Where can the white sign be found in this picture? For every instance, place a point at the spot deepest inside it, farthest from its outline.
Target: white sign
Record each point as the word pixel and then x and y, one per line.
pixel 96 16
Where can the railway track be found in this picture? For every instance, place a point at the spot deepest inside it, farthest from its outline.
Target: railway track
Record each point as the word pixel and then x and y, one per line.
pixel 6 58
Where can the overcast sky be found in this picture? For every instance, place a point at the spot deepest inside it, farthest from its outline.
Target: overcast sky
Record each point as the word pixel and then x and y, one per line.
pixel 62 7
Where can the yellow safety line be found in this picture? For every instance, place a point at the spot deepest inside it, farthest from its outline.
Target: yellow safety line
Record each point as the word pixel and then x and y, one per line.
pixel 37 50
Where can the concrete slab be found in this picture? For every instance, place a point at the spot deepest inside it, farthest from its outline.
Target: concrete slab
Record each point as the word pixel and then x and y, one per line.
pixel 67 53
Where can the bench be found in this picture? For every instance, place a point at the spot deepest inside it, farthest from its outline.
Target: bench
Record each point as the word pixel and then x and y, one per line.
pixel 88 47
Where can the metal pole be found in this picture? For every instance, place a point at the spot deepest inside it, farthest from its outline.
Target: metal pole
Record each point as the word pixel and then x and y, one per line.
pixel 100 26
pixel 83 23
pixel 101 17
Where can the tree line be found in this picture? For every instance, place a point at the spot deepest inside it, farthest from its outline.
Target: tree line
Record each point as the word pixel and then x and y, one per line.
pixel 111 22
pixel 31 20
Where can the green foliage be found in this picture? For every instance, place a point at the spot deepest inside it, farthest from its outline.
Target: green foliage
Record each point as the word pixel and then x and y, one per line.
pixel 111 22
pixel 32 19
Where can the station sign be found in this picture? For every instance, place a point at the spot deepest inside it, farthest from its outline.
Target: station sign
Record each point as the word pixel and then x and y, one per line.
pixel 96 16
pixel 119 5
========
__TASK TO COMPLETE__: Reproduce every one of the records above, substituting "Label" for each occurrence of "Target" and leaving all other text untouched.

__TASK OUTPUT__:
Where can the white sign be found in this picture? For every instance, place a point at the spot deepest inside it, farthest from its outline.
Label: white sign
Record each point as the word pixel and then x and y, one per line.
pixel 96 16
Where can the railway track be found in this picture? For every instance, place a point at the spot deepest inside it, farthest from its outline.
Label: railway track
Record each point as the word pixel and then x and y, one per line.
pixel 6 58
Where can the overcast sky be found in this picture? For every instance, place a point at the spot deepest inside it, farthest from its outline.
Label: overcast sky
Record each point as the word pixel and then x and y, one per line.
pixel 62 7
Where can the yellow safety line be found in this picture? For every instance, place a point at the spot deepest inside it, farthest from its outline.
Label: yellow safety line
Record each point as the word pixel and then x and y, one per line.
pixel 37 50
Where can the concrete slab be found in this picture? For every instance, place a point at the spot deepest inside it, farthest from its outline.
Label: concrete slab
Record each point as the word pixel and then x and y, one per line.
pixel 67 53
Where can the bench be found in this picture? For every instance, place a point at the spot deepest inside it, farthest from its outline.
Label: bench
Record each point as the word pixel and then x and y, one per line.
pixel 88 47
Where can the metal pole be found in this picture? For every instance, place a point at the spot deepest inside it, farthest from its outline.
Label: metal pole
Record each point as the word pixel and then x and y, one per line.
pixel 100 26
pixel 83 23
pixel 101 17
Where can the tree line be found in this picture? For every instance, place a point at the spot deepest inside it, farthest from its outline.
Label: tree line
Record each point as the word pixel and then x and y, one per line.
pixel 111 22
pixel 31 20
Where can the green foliage be found in this picture? For every instance, place a point at the spot deepest inside it, farthest from its outline.
Label: green foliage
Record each point as the word pixel and then x and y, one per line.
pixel 111 22
pixel 32 19
Where can the station sign be found in this picture? For every instance, place a point at the spot deepest inside it, farthest from its outline.
Label: station sign
Record each point as the word pixel and then x and y, one per line.
pixel 96 16
pixel 119 5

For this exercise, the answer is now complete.